Exercise prompt:
The listing below should be written out word for word, with its pictures removed.

Material shown:
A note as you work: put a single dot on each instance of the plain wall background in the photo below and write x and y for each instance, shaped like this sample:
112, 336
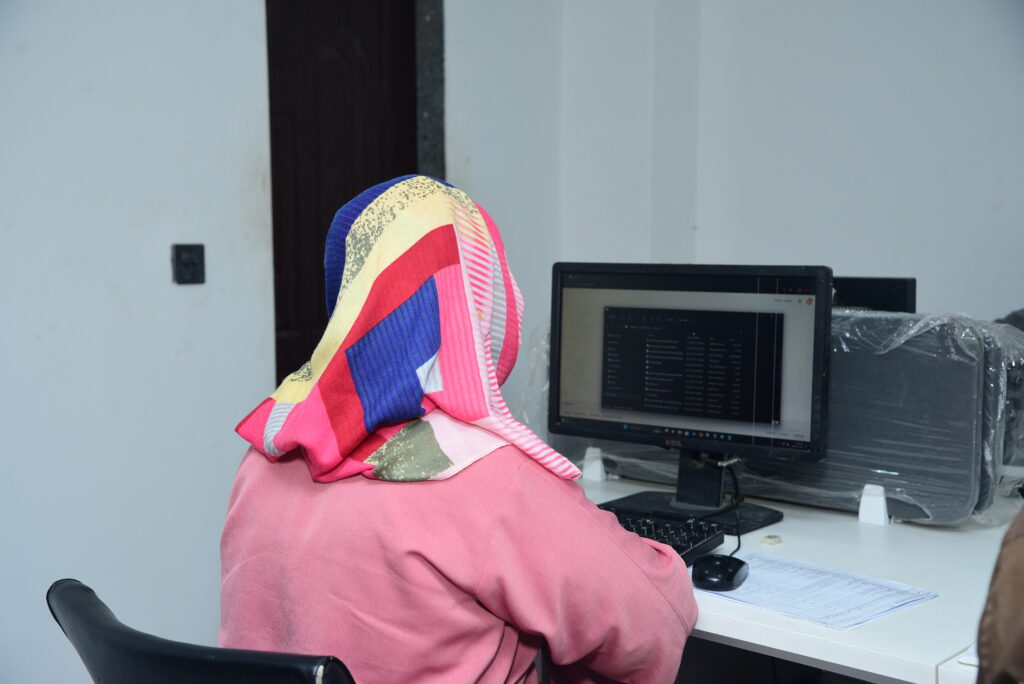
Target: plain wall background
126, 127
876, 137
881, 138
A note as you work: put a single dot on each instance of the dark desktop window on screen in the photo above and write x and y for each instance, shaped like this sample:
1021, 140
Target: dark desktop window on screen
721, 365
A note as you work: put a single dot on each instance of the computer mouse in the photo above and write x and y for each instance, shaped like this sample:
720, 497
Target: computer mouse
718, 572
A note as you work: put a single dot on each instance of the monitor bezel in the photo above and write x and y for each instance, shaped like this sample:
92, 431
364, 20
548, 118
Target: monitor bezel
822, 276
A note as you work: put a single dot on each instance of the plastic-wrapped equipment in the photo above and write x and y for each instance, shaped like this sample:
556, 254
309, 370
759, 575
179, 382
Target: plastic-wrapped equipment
930, 407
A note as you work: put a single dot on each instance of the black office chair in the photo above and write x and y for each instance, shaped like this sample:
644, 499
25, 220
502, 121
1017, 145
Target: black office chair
115, 653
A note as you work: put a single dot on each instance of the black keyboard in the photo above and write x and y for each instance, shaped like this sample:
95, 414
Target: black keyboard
690, 538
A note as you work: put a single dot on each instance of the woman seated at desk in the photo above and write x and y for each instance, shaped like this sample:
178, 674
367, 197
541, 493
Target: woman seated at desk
391, 512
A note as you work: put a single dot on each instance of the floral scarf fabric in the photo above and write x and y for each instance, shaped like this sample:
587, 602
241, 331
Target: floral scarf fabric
424, 329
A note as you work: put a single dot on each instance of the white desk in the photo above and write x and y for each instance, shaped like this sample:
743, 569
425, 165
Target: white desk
916, 644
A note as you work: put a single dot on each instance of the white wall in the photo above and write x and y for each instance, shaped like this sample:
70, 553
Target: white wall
573, 124
879, 137
126, 127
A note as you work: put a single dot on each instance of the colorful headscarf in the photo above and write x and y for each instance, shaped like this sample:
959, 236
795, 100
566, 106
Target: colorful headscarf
425, 327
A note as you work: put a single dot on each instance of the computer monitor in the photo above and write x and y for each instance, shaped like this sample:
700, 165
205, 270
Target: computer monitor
876, 294
721, 362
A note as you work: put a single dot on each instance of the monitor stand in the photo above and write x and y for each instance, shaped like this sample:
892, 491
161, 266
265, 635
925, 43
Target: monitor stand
699, 494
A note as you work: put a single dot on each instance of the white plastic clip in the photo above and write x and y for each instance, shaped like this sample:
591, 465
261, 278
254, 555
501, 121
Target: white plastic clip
593, 466
873, 509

The answer:
A note as you work: put a single dot on each instance of the plain wall background in the photo below and write x and y for each instance, shaped like this sample:
112, 336
Target: plain wall background
126, 127
876, 137
881, 138
A note as you work: put a single dot on each instance of the dark desktop window on screen in the photo above and write x and y for each instance, shaped like this sample:
1021, 140
Target: dark desktop window on screen
721, 365
A note as you work: put a single dot on each instance of the computer mouse in the photo above and write x and y for each instance, shaped like this sample:
720, 497
Target: computer mouse
718, 572
A note as you work: put a single dot on each instance of the monitor bezel in the photo above and write x and y for each instance, shaped like this sample:
92, 431
364, 20
548, 118
Target: monitor bezel
822, 276
A note as you work: put a single dot on each instance of the plastic-wrapped equipment in the photo above and write x and y for each instance, shaped like this sample:
556, 254
309, 370
759, 575
179, 382
Target: plastic-wrapped equipment
930, 407
A note as you work: put a single dot on each instance of the black office chair in the photo above and write x and y for each instance, shaped like this sample:
644, 499
25, 220
502, 121
1017, 145
Target: black office chair
115, 653
A note as you work: put a single dot on each instance of the black keyboard in the photo above and write x and y for each instance, shaped like this sample:
95, 414
Target: black keyboard
690, 538
A note as you work: put a single dot on each instance of the woman seated at desk in the photo above and write x and y for each instance, shaped like this sample:
178, 674
367, 197
541, 493
Target: woman seated at desk
391, 512
A note as you work: put a single dot on each instance of the floral scarf fabric in the photo above and write x and y for each instance, shaped like this sample:
587, 602
241, 331
Target: floral scarf fabric
424, 329
A note as you work: put a single dot on each instance of the white desk in the photo above and write x and y for each instance, shaped like this sample:
743, 569
425, 165
Target: white desk
916, 644
A note as you work: put a single dot on each instance of the white wall in the photo above and write x and y for each instance, shaped like this sample:
70, 553
Target: white wall
573, 124
879, 137
126, 127
A note as you work: put a single dot on each instance of the colorful headscarf in the photo above and write x and y for each instance, shaped like this sample:
959, 236
795, 100
566, 106
Target: colorful headscarf
425, 327
A note as you work: put a single dot on each instance of the computer monitor in the photo above and write x and y for each instance, shaped like this sample:
700, 165
205, 270
Target: computer monitor
876, 294
721, 362
A note as you work: put a single dot on each instance of the monitor stand in the photo above and write x and y for each instance, shaped like this sample:
892, 491
161, 266
265, 635
925, 43
Target: monitor stand
699, 494
A note as you work: put a single dot on each instance of the white plastic clip in the photo above and write x and y for each instance, shaped like this sample:
591, 465
261, 278
254, 555
501, 121
Target: white plastic clip
593, 466
873, 509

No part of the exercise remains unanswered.